### Task 1
List every person named in the article on the history of gun control.
### Task 2
Extend the article on the history of gun control, beginning after its final sentence.

### Extract to read
start
History of gun control is cautionary tale for those seeking regulations after Conn. shooting



Hours earlier, in the afternoon, a deranged man armed with semiautomatic weapons had gone on a rampage, slaughtering eight people at an office building in downtown San Francisco. The gunman’s motive would remain forever a mystery. Among the slain: Steve’s wife, 30-year-old Jody Jones Sposato, the mother of his 10-month-old daughter, Meghan.


His anguished letter to the president asked how it was possible for someone to possess rapid-fire weapons with 30-round magazines, seemingly designed to kill as many people as possible as quickly as possible. “Now I’m left to raise my 10-month-old daughter on my own,” he told the president. “How do I find the strength to carry on?”

That letter reached President Bill Clinton. The next year, Sposato stood by Clinton’s side in the Rose Garden as the president demanded that Congress pass a ban on assault weapons, such as the TEC-9s used to kill Sposato’s wife. Sposato testified on the Hill wearing little Meghan on his back in a baby carrier.

With some moderate Republicans joining the Democratic majority, both houses of Congress passed a 10-year ban on the sale of assault weapons and large ammunition magazines. An attempt to extend the ban in 2004 died in Congress amid opposition from the gun lobby.

Now gun control has roared back into the national conversation as the country reels from the horror in Newtown, Conn. President Obama and his fellow Democrats are vowing to pass a new assault weapons ban, along with other new laws to strengthen background checks on gun purchasers and limit the size of ammunition magazines.
end
(Entries taken from a collection)
start
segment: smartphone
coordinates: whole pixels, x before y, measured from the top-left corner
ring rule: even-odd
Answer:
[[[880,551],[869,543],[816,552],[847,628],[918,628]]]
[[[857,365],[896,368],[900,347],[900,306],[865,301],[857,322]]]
end
### Written response 1
Steve Sposato, Jody Jones Sposato, Meghan, Bill Clinton, Obama

### Written response 2
But although Newtown has supercharged the conversation on how to stop another massacre, the history of gun control is a cautionary tale for those who push for more regulations. If past is prologue, the legislative fights ahead will be protracted and brutal — and any resulting legislation may well be riddled with loopholes.



There is no uncontested ground here. Few issues in the country are as polarized as gun control.

The ideological chasm was on full display in Washington on Friday when the National Rifle Association’s executive vice president, Wayne LaPierre, held a take-no-prisoners news conference in which he called for a federal program to put armed guards in every school in the country, saying, “The only thing that stops a bad guy with a gun is a good guy with a gun.”

He said laws making schools gun-free zones have backfired: “They tell every insane killer in America that schools are the safest place to inflict maximum mayhem with minimum risk.” LaPierre’s remarks were twice interrupted by protesters; one held a sign saying, “NRA Killing Our Kids.”

The news conference provided a reminder that gun policy is a central feature of what is loosely known as the culture wars. The gun-control and gun-rights camps don’t even speak the same language, with one side arguing that the Second Amendment can’t possibly mean the right to own an assault weapon, while the other side says “assault weapon” is a pejorative invented by an urban elite that wouldn’t know an AR-15 from an AK-47.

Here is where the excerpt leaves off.